Exercise aim:
Reproduce verbatim the passage of the article on women's use of digital health tools that begins at the words "Driving the news: Also" and stops after the words "never, we suppose.)".

Text shown:
***
Women turned to digital health tools in 2021, report finds
Last year was the first time in half a decade that women reported using digital health tools at similar rates to men, a recent Rock Health report finds.
Driving the news: Also last year, mainstream health tech entrepreneurs and investors began demonstrating an interest in women entrepreneurs and women-focused health startups, the first time they've done so in at least 10 years. (Better late than never, we suppose.)
Yes, but: While 2021 represented a huge jump for the space, women-focused health tech capital represents just 5% of all digital health funding secured since Rock Health began tracking in 2011, a previous report found.
Context: Unsurprisingly, women's use of digital health tools lagged between 2015 and 2020, with women consistently reporting lower adoption of the technology compared to men.
Details: The new report found significant jumps in women's use of live video telehealth use and ownership of health wearables from 2021 and 2020 data.
- In 2021, roughly half of women respondents said they'd used live video telehealth and owned a wearable, compared with roughly a third of women for both categories in 2020.
- Compared with white women, Black women and Asian women reported significantly higher usage rates for wearables and digital health tracking tools, a difference the Rock Health researchers hypothesize could suggest that "women of color are seeking alternative health care experiences that better meet their needs and expectations."
The other side: Although women of color reported using wearables and tracking tools at higher rates than white women, they also reported lower satisfaction with the tools than white women, particularly for live video telehealth, and lower rates of trust in the tools.
- Indigenous American women (30%) and Asian women (35%) respondents reported the lowest rates of “extreme satisfaction” with live video telehealth, while white women reported the highest rate (55%).
- When it came to trust, 83% of Black women and 84% of Indigenous American women said they trust clinician-provided health information, the lowest reported trust rates for the category, compared to white women (92%).
Be smart: Women are the most active users of health care services, particularly when it comes to preventive care, the report finds.
- At the same time, they face worse health outcomes for several conditions compared with men, a disparity that is even deeper for women of color, who contend with subpar quality and clinical care outcomes, face higher incidences of disease, rates of maternal mortality and shorter life expectancies.
What they're saying: Women founders of color say digital health companies must invest in care teams that reflect their patients’ identities and experiences, center product design in building care journeys and be mindful of the critical role community support can play in health.
- “Marginalization in care breaks down trust in provider relationships and can have far-reaching consequences that impact our health, the health of our babies and our community at large," Mae founder and CEO Maya Hardigan tells Rock Health.
- "Particularly for women of color, trust is central in re-orienting care relationships that have historically been rooted in violence, dismissal or other forms of discrimination," Rock Health researchers Jasmine DeSilva, Gabrielle Dell’Aquilo and Adriana Krasniansky write.
***
Supplied data:
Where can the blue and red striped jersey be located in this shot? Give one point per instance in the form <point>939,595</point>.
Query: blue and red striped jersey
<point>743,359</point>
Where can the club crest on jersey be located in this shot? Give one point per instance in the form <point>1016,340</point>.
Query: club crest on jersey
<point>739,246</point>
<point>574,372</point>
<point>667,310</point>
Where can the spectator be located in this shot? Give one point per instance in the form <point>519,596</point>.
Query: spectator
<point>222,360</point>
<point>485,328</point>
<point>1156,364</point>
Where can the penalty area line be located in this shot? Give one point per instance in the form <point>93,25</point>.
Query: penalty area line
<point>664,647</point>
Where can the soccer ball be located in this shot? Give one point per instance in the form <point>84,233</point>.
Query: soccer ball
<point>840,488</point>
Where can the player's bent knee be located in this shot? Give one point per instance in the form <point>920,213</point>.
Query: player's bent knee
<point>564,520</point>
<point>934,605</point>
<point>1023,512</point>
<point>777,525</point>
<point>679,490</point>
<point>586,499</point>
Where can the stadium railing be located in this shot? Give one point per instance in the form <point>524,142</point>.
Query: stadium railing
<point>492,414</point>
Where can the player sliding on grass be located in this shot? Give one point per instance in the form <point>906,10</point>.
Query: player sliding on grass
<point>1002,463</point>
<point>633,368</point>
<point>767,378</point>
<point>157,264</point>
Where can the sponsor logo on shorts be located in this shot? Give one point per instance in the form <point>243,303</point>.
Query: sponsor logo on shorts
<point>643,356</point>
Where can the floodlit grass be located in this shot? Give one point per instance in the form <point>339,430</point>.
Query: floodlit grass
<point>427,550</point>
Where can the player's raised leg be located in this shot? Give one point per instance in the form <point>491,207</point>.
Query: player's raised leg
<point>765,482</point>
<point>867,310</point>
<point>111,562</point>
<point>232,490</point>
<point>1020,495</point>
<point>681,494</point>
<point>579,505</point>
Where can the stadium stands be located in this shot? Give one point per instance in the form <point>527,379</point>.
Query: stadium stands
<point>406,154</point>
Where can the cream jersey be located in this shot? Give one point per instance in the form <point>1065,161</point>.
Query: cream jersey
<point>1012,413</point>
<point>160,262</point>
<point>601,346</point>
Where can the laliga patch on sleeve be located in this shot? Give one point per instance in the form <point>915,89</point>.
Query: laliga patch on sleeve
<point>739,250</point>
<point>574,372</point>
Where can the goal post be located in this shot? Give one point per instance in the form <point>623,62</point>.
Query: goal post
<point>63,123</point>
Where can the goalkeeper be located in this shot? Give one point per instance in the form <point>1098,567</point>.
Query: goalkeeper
***
Task output:
Driving the news: Also last year, mainstream health tech entrepreneurs and investors began demonstrating an interest in women entrepreneurs and women-focused health startups, the first time they've done so in at least 10 years. (Better late than never, we suppose.)